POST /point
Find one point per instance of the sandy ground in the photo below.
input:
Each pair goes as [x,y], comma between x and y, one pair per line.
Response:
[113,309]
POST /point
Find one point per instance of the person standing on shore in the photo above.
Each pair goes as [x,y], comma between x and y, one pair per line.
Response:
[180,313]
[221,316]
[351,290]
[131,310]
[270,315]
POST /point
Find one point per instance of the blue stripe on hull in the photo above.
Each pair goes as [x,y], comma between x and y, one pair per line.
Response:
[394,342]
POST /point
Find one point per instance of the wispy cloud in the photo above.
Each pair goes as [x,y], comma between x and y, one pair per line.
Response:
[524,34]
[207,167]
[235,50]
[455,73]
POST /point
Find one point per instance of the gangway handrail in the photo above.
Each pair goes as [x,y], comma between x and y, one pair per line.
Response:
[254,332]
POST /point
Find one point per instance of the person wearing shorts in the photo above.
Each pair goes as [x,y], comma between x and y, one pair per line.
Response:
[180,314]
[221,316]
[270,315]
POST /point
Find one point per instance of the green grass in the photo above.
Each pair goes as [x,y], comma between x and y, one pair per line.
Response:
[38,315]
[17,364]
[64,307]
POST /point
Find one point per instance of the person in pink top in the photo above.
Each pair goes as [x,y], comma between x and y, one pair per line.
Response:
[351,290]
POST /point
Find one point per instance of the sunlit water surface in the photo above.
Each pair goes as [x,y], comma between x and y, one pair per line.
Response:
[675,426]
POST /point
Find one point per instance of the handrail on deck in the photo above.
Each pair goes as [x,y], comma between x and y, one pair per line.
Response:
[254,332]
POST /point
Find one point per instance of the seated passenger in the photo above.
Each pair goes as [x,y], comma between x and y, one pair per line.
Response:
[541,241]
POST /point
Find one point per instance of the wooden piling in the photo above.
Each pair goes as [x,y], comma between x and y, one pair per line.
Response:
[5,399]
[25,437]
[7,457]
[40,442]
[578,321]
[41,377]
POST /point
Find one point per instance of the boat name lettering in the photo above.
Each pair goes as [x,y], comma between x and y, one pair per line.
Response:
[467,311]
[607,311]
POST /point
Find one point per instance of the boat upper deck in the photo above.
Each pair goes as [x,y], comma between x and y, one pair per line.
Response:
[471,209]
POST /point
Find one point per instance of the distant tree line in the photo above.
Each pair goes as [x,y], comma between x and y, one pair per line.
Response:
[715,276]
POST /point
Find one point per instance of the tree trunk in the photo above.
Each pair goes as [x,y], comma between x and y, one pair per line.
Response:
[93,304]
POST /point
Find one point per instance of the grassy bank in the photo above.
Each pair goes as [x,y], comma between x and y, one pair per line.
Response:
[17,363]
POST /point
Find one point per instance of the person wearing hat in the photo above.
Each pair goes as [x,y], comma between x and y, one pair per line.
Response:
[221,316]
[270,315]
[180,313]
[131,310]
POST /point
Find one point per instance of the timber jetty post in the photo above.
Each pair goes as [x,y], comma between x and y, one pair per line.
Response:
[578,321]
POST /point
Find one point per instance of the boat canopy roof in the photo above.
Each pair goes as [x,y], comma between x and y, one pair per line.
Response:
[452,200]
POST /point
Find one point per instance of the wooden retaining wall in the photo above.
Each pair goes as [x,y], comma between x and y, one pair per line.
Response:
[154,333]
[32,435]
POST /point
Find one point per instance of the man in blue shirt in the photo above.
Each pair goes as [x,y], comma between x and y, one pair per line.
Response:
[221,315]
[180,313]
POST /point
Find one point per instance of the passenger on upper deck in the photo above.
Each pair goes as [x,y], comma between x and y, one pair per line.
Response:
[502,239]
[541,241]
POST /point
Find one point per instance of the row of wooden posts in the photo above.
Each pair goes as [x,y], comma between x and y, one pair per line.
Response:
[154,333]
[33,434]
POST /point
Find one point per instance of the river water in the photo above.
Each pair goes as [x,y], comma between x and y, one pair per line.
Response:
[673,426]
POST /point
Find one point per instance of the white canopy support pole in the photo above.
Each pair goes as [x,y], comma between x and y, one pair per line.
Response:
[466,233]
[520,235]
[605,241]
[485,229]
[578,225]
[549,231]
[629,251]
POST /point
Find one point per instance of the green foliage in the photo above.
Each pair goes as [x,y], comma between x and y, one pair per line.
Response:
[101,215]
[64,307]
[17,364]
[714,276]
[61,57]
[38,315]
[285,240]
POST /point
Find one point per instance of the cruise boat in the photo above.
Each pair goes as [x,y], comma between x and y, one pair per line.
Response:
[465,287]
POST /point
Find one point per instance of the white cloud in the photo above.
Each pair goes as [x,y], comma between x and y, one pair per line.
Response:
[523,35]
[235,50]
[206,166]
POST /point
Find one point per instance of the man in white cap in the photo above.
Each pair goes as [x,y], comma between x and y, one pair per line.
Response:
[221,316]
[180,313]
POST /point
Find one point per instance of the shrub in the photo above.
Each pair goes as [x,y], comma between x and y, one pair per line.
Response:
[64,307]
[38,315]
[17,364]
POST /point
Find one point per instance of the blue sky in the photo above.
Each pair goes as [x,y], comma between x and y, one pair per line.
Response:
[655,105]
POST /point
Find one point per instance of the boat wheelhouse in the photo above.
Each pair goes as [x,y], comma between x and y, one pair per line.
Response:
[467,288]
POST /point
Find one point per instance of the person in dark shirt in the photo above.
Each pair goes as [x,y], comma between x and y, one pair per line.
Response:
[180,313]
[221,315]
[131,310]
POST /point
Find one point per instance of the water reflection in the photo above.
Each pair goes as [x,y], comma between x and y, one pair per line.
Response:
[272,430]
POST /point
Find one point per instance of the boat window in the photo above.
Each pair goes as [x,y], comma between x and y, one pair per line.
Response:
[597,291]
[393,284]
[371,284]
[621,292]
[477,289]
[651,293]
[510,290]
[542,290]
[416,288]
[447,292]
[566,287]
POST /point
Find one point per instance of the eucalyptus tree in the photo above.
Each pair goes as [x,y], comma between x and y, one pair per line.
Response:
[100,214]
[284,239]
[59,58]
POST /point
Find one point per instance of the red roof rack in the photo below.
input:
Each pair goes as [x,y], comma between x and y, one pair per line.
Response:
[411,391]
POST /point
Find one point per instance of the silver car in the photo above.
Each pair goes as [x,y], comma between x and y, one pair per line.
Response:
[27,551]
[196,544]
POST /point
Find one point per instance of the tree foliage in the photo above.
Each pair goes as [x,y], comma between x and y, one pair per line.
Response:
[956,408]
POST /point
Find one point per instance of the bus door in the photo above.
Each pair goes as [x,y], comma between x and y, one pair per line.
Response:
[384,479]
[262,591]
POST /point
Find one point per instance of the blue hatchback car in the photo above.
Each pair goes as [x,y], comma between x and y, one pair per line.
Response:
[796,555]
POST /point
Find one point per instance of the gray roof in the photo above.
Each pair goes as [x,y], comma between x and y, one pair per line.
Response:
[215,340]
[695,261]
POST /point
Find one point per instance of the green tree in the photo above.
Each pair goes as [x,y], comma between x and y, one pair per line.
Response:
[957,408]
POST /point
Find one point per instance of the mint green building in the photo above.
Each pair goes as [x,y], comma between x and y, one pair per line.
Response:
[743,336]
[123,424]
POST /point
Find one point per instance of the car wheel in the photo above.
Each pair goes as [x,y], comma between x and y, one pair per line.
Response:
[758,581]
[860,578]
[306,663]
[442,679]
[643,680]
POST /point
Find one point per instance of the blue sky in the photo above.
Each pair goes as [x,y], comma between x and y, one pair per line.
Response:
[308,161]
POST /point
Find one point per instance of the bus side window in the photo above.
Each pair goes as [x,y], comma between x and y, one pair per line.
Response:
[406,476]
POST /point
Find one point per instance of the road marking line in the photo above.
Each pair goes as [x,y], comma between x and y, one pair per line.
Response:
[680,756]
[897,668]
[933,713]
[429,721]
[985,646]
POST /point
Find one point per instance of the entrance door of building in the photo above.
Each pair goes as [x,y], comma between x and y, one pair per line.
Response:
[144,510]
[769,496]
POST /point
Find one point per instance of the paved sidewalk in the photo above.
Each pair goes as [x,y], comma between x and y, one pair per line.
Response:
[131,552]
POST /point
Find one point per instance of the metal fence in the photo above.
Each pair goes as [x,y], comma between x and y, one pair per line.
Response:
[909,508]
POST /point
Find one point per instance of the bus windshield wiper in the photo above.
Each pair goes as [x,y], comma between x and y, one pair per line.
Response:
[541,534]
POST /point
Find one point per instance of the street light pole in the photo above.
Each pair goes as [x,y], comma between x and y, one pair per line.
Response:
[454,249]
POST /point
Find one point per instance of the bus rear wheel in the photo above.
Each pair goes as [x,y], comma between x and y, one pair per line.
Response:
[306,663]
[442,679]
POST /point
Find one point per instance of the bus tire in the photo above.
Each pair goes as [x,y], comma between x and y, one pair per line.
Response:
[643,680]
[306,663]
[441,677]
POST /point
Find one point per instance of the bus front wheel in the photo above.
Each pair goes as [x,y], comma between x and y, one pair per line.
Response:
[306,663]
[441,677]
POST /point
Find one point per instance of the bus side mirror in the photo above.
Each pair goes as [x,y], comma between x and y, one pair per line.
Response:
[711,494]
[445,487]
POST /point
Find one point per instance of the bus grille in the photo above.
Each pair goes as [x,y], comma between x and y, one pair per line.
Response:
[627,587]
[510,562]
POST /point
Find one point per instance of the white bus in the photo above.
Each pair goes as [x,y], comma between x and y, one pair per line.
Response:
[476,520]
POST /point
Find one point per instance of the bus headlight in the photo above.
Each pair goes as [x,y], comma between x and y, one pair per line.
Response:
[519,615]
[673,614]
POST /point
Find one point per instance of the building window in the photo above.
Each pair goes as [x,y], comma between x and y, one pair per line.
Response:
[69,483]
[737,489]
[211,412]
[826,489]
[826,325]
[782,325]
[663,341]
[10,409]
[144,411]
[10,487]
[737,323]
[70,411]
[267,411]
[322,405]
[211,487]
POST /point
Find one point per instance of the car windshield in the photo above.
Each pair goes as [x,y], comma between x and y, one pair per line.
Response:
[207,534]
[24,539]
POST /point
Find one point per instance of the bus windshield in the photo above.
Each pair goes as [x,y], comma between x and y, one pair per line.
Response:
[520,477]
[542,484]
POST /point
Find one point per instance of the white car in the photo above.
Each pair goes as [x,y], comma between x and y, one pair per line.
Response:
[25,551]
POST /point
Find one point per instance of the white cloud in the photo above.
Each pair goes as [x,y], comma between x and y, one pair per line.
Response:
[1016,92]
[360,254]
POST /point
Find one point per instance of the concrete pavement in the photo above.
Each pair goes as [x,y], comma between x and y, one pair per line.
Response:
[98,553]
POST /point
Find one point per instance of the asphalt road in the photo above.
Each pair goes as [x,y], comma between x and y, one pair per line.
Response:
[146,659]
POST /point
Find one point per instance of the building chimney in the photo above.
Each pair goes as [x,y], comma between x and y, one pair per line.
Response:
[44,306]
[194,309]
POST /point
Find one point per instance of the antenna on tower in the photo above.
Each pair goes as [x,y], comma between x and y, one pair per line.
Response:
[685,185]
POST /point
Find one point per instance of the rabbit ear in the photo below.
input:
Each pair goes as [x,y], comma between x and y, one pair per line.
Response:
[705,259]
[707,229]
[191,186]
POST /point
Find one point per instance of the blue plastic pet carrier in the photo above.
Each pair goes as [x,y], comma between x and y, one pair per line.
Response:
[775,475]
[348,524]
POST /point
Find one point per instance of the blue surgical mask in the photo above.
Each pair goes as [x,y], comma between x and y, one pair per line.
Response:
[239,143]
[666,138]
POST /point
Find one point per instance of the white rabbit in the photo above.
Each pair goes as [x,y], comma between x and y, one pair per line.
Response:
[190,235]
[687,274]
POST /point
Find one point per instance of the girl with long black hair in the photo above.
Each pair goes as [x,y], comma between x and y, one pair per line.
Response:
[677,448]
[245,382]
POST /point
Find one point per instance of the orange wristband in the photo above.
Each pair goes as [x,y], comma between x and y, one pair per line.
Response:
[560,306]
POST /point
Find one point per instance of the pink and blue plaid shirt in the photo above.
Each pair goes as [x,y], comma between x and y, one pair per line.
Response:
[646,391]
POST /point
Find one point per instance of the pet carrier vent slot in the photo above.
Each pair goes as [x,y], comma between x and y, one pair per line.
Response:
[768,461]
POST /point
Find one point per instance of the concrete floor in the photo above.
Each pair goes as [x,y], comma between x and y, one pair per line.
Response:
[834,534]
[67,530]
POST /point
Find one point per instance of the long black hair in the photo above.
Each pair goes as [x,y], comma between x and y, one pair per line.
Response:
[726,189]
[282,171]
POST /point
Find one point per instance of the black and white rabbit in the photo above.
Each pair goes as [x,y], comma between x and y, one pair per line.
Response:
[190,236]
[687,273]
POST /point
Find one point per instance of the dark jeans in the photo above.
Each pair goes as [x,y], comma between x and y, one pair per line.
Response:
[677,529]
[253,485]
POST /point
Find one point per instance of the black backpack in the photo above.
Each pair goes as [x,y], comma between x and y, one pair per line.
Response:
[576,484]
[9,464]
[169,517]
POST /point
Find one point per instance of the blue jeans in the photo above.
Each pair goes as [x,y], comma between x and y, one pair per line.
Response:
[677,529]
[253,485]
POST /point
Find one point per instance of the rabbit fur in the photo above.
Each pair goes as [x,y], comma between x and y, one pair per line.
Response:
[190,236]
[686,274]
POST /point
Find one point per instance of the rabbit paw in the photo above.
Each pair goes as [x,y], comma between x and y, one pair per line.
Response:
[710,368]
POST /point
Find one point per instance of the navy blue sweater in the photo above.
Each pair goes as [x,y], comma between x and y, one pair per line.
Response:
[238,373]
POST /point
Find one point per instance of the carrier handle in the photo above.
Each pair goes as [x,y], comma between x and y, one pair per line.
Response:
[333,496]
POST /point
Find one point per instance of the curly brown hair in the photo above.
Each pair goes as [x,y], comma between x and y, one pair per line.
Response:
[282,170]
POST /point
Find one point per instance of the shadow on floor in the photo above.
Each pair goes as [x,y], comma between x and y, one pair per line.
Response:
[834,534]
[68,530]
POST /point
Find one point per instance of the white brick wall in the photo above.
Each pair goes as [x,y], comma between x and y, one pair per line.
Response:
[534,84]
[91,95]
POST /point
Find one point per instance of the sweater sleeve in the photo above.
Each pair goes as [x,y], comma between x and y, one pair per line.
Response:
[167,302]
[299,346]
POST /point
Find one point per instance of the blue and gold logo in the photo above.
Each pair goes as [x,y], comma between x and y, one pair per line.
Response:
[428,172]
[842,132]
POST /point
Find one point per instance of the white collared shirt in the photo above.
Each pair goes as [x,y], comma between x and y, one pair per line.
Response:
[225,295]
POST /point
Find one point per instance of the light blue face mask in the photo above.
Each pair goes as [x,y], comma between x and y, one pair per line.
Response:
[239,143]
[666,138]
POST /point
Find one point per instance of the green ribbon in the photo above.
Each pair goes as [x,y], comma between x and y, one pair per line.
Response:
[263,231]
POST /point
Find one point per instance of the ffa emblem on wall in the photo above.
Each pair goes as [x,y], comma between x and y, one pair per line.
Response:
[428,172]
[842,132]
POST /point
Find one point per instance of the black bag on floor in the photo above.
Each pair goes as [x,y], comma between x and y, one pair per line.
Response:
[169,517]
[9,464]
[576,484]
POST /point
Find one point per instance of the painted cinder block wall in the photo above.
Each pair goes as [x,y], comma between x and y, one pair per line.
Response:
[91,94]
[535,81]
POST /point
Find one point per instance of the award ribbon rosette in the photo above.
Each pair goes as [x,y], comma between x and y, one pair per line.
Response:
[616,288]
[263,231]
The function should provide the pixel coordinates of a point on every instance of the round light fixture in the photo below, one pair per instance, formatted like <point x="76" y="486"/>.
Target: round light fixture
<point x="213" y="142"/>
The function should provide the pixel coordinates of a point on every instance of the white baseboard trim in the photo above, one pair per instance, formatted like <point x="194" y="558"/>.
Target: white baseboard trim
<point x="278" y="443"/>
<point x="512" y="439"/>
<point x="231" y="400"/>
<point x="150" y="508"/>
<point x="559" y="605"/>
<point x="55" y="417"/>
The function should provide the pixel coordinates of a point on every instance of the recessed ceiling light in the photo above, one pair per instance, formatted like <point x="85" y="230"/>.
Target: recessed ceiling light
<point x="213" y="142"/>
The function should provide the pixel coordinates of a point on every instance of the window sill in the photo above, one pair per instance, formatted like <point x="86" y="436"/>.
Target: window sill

Exercise:
Write out again, unchanged, every line from the line containing "of the recessed" to the final line of the material above.

Exercise response:
The function should provide the pixel coordinates of a point on every instance of the recessed ceiling light in the photo above, one pair per instance, formatted like <point x="85" y="230"/>.
Target: recessed ceiling light
<point x="213" y="142"/>
The function should provide the pixel coordinates of a point on every instance of the window sill in the photo above, one pair per instance, formatted like <point x="86" y="436"/>.
Target: window sill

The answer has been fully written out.